GIVEN PROBLEM: Reproduce the listing from the line that contains "Point out the landing" through its last line, keeping each request unchanged and offsetting every x and y coordinate in the answers by 110.

* Start GIVEN INFORMATION *

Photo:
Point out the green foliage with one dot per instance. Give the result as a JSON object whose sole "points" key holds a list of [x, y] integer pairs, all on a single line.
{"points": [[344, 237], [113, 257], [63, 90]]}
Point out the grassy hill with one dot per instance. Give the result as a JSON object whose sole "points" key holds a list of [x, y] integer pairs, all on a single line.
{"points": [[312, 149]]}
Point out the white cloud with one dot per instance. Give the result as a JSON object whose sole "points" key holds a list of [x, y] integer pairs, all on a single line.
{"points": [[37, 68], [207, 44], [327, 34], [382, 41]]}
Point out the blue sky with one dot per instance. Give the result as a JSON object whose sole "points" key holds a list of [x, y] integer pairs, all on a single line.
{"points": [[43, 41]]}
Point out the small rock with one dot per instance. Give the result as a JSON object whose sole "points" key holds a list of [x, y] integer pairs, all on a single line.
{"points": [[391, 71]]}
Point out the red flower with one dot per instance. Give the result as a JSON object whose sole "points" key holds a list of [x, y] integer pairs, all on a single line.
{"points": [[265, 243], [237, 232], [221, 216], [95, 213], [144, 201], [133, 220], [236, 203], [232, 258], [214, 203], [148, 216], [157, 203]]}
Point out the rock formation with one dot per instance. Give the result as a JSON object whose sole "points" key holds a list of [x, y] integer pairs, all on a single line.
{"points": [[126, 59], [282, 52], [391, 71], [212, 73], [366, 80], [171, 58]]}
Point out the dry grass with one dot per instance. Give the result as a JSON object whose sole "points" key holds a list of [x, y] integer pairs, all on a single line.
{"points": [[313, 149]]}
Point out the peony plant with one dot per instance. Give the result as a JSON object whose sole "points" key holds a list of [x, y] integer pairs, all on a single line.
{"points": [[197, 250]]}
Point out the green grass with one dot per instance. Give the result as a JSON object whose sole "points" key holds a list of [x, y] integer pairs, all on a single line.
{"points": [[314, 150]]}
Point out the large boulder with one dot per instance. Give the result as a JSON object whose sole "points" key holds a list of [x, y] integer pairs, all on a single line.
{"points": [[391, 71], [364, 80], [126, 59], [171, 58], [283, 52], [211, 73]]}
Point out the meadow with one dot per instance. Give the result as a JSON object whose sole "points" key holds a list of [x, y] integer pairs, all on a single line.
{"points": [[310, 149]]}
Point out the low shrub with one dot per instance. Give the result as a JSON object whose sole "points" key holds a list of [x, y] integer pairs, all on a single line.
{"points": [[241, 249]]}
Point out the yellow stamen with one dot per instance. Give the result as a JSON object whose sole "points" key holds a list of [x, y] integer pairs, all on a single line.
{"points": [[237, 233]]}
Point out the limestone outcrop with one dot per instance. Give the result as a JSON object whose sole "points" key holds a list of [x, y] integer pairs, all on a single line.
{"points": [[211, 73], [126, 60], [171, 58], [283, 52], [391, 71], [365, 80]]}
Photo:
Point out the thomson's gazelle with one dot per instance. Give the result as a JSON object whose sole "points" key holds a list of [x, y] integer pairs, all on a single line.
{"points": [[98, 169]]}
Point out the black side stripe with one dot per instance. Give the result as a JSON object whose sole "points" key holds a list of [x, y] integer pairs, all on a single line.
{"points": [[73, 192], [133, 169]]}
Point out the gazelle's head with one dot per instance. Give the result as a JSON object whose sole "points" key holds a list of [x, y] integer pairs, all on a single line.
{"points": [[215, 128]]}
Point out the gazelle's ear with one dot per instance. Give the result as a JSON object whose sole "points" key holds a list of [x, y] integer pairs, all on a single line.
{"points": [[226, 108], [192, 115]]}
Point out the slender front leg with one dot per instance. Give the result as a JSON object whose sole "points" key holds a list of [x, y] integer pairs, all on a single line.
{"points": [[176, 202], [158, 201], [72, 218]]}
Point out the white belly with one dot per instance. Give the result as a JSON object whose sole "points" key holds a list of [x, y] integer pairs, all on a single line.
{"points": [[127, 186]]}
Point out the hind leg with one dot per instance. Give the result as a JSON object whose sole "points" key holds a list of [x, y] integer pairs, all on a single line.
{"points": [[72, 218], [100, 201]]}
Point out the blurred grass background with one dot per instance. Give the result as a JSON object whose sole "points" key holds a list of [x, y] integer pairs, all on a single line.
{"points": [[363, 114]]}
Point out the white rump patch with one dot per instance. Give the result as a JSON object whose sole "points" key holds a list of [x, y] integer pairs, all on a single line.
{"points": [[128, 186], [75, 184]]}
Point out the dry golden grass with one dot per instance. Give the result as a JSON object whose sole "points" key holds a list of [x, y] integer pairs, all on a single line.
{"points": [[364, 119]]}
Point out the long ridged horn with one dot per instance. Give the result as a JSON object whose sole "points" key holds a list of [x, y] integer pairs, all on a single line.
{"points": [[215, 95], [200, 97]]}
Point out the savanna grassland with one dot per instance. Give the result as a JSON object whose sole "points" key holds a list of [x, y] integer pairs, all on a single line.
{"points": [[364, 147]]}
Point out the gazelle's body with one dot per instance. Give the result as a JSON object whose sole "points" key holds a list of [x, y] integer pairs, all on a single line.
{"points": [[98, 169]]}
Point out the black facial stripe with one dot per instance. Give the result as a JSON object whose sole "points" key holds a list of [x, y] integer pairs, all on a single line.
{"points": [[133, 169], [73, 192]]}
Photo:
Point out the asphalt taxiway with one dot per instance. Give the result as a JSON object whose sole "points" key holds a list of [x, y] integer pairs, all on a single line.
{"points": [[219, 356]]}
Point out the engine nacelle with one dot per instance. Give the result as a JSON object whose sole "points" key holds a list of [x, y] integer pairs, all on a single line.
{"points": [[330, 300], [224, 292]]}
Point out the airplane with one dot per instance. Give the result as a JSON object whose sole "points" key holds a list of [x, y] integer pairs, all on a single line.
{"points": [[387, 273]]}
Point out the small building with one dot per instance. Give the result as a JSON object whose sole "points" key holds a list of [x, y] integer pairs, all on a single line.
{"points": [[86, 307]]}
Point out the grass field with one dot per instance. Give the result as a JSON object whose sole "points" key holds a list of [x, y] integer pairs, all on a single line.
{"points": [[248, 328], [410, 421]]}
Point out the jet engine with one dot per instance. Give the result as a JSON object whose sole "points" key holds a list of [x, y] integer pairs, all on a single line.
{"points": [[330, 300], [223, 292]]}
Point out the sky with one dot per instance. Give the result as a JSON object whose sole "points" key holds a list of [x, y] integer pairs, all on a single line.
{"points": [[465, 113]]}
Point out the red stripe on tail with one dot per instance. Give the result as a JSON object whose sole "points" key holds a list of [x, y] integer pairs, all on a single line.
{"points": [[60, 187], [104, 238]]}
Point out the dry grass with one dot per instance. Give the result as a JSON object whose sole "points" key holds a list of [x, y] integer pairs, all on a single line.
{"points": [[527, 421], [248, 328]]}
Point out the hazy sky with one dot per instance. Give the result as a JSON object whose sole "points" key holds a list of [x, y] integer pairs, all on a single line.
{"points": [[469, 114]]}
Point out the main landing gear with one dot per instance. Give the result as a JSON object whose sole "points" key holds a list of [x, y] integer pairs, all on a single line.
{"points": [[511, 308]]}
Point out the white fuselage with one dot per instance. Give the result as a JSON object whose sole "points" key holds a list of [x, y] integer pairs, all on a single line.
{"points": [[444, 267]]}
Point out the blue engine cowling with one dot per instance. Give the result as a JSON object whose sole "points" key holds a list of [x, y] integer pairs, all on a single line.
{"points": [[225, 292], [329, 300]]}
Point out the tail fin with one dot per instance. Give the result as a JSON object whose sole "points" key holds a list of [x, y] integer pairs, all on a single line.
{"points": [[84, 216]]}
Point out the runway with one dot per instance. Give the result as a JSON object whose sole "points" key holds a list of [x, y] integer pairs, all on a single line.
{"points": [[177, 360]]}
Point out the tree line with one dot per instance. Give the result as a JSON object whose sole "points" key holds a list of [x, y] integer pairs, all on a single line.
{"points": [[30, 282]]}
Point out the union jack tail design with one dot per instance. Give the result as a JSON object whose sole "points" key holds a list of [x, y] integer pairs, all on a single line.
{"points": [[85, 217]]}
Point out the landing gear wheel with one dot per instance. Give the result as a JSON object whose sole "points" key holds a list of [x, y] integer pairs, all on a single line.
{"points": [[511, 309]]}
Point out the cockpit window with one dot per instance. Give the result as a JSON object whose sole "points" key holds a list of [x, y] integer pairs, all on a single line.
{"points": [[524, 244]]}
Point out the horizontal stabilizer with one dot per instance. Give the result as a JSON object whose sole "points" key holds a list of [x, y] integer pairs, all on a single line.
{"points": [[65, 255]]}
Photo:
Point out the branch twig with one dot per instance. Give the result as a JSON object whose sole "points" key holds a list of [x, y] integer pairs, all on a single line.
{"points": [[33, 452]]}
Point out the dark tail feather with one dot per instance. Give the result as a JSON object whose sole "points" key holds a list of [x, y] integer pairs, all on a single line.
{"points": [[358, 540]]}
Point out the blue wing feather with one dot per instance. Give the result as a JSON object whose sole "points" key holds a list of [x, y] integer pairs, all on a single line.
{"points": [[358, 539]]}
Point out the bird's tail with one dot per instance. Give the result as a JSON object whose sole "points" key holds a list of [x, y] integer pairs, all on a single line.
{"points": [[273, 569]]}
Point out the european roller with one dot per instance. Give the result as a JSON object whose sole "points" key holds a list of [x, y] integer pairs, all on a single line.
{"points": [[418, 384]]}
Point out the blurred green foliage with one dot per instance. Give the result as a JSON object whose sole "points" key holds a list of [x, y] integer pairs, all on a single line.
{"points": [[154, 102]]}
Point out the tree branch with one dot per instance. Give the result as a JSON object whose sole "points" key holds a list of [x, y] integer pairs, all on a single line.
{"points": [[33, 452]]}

* End GIVEN INFORMATION *

THE RESPONSE:
Point out the landing gear wheel with one dot per instance. Give the result as a JSON object whose sole "points" key holds a list of [x, y] integer pairs, all on a single line.
{"points": [[621, 419]]}
Point out the cockpit window with one dot per instance. Give the result as a JSON object whose sole "points" key holds a list of [x, y] integer pairs, all on a single line.
{"points": [[634, 354]]}
Point out the horizontal stabilizer with one dot per instance. Give the result as a JSON object whose sole "points" key holds a list of [x, y] integer pairs, all on a single line.
{"points": [[175, 365]]}
Photo:
Point out the branch twig with one dot per instance. Give the result as a JSON object whose sole "points" key holds a list of [x, y] integer pairs, all on a single line.
{"points": [[143, 562]]}
Point out the dark tail feather with one dot per instance. Give the result as a JSON object whose sole "points" key holds a list of [x, y] integer pairs, all on a single line.
{"points": [[468, 650]]}
Point out the blue wing feather with one dot per instance. Give the result as a JSON object whose sole "points" key holds a list of [x, y] integer pairs, all on a single line.
{"points": [[468, 649]]}
Point out the bird's tail with one dot per instance. Give the result as a JSON object whose sole "points" key holds a list of [x, y] integer pairs, all on a single line.
{"points": [[383, 679]]}
Point out the european roller with one dot per instance. Give the result as a JSON object whose sole "points" key holds a list of [x, y] integer pairs, all on a single line.
{"points": [[528, 494]]}
Point out the blurred green foliage with one dot per instance. Give the result as a JSON object whose sole "points" key holds a list of [x, y] integer pairs, all on a single line.
{"points": [[264, 212]]}
Point out the tree branch with one dot per instance. Give the result as a JSON object whose sole "points" key holds a list of [x, y] integer pairs, all on a single line.
{"points": [[143, 562]]}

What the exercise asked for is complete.